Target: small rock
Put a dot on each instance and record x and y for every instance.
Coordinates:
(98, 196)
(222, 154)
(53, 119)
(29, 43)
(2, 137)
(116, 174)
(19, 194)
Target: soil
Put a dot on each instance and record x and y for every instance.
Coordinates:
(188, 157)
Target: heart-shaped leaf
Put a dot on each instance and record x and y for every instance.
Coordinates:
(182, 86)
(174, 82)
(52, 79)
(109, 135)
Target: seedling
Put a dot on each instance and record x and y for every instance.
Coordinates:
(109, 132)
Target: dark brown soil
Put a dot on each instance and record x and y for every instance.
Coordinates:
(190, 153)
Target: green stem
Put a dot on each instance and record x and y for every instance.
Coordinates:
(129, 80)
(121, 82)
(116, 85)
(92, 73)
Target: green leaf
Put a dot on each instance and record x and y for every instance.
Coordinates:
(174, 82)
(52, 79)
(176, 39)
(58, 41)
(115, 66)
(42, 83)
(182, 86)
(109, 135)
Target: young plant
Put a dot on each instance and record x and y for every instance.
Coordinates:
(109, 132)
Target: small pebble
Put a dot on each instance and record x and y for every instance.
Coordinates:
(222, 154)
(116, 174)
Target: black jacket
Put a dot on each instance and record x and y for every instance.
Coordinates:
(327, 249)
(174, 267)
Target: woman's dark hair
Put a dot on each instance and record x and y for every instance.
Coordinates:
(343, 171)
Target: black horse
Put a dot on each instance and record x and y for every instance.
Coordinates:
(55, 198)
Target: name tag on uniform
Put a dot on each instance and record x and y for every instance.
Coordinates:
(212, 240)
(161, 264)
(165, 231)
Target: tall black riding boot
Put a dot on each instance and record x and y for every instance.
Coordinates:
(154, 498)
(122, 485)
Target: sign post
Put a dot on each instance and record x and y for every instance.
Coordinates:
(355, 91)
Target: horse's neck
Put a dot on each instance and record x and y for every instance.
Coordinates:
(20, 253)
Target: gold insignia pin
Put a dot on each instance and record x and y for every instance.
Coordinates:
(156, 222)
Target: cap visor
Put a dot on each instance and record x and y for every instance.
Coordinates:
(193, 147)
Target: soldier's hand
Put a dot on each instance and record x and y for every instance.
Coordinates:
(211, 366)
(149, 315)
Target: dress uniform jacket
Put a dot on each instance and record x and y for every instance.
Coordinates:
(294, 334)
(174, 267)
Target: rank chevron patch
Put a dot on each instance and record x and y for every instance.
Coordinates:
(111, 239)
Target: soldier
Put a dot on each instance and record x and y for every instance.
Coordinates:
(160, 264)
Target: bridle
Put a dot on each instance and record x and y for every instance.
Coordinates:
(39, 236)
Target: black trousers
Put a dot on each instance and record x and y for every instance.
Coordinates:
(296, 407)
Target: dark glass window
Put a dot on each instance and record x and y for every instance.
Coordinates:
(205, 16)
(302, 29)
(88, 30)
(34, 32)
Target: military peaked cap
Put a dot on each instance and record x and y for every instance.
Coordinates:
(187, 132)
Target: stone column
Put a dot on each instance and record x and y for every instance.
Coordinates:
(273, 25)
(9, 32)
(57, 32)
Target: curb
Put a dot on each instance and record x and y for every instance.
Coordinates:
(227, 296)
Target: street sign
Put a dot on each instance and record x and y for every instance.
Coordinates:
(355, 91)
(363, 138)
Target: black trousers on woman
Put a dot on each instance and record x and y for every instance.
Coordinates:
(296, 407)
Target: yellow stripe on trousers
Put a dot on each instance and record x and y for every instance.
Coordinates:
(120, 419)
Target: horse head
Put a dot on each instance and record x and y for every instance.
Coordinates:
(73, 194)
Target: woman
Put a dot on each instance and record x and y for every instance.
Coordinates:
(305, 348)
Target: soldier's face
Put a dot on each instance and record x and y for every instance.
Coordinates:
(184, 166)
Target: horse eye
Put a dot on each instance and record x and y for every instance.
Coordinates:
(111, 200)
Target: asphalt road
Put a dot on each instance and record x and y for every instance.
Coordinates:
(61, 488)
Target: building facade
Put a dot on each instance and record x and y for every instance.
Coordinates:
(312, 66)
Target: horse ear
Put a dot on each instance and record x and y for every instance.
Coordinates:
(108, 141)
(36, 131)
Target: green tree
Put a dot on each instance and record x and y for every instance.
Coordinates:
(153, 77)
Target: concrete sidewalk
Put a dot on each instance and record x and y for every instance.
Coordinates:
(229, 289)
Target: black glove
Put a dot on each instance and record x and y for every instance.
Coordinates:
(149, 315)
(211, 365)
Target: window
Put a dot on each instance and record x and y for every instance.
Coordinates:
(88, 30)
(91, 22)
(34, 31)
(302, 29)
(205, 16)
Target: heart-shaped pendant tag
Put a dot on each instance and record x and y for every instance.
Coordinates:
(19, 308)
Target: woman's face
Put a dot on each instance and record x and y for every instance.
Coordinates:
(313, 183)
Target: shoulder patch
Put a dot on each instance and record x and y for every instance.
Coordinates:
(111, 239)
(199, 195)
==
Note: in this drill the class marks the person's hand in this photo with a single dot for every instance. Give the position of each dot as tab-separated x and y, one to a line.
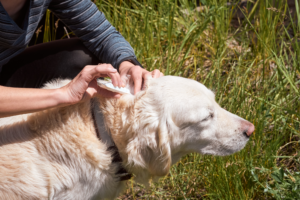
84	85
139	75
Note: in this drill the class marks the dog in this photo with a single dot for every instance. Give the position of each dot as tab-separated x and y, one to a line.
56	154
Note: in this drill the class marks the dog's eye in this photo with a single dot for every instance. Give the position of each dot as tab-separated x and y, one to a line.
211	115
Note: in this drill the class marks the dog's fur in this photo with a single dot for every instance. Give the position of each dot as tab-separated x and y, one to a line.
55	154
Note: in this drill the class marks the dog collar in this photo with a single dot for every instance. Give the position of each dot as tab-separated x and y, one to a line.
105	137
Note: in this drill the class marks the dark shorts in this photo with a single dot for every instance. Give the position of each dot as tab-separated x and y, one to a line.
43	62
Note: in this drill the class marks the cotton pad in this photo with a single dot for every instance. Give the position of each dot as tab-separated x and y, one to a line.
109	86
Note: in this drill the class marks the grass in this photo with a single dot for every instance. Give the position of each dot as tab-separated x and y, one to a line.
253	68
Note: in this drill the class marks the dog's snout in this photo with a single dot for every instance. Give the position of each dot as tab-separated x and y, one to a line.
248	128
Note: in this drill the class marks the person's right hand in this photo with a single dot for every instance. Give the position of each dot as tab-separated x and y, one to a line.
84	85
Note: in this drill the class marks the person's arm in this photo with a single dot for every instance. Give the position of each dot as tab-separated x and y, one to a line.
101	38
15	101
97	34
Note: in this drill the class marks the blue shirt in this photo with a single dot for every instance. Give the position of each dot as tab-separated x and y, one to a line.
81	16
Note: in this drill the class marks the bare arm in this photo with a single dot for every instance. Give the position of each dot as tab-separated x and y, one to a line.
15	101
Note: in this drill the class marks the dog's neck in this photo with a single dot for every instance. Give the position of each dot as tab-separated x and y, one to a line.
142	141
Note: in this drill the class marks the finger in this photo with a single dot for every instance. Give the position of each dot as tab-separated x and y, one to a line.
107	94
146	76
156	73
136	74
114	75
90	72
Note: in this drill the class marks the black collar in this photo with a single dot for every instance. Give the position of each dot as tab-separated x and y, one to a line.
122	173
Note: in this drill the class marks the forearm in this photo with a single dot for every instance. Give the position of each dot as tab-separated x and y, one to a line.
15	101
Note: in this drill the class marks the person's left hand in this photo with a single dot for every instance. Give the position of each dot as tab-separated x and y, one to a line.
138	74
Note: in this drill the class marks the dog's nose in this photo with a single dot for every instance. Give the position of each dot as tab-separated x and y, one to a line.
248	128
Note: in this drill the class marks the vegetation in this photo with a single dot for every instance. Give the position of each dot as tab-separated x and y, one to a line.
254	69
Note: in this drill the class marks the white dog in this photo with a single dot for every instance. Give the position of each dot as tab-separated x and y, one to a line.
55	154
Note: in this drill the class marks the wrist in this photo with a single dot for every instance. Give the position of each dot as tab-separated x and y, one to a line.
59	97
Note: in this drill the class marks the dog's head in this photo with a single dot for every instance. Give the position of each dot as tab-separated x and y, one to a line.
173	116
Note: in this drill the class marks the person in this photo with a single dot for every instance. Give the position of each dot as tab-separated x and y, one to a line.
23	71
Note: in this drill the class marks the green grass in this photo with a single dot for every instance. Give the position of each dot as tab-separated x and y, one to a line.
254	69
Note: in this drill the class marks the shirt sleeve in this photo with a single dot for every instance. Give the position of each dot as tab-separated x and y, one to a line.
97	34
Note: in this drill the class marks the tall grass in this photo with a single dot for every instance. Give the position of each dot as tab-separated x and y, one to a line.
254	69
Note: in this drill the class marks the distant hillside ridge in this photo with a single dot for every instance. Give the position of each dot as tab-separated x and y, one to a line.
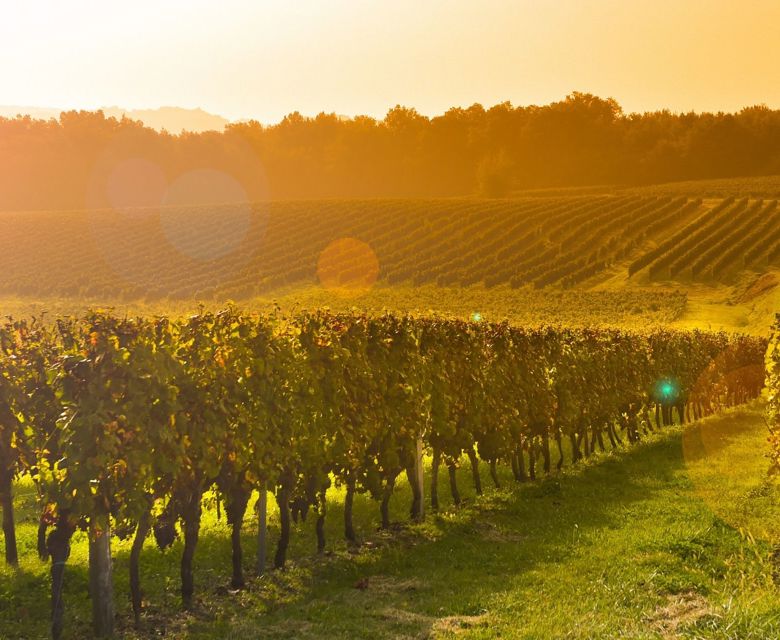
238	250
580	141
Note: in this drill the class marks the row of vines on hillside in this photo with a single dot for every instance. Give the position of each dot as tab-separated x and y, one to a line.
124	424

* _INSTRUCTIONS TO FOLLOW_
How many lines above contain the string "horse"? Matching is case-sensitive. Give only the number.

* _THE REPLY_
5